**Problem description**
Retype the items verbatim from the very first line up to and including the line with "point(1094, 629)".

**Record extracts**
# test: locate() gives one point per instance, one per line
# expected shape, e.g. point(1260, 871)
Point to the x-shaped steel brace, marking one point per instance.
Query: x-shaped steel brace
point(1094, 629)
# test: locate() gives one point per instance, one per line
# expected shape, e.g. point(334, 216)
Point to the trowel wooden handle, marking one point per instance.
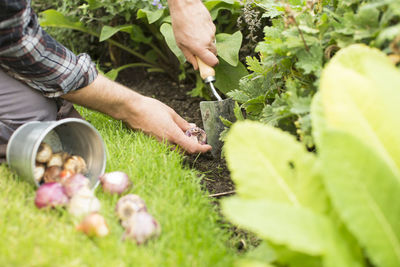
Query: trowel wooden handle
point(205, 70)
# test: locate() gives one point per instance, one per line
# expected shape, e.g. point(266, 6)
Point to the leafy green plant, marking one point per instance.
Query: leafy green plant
point(340, 206)
point(143, 29)
point(304, 35)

**Solution**
# test: locate() gives one point per instance, one per line
# expected shape, e.g. point(1260, 871)
Point to the x-shaped steel brace, marking one point per instance.
Query: x-shaped steel brace
point(1094, 629)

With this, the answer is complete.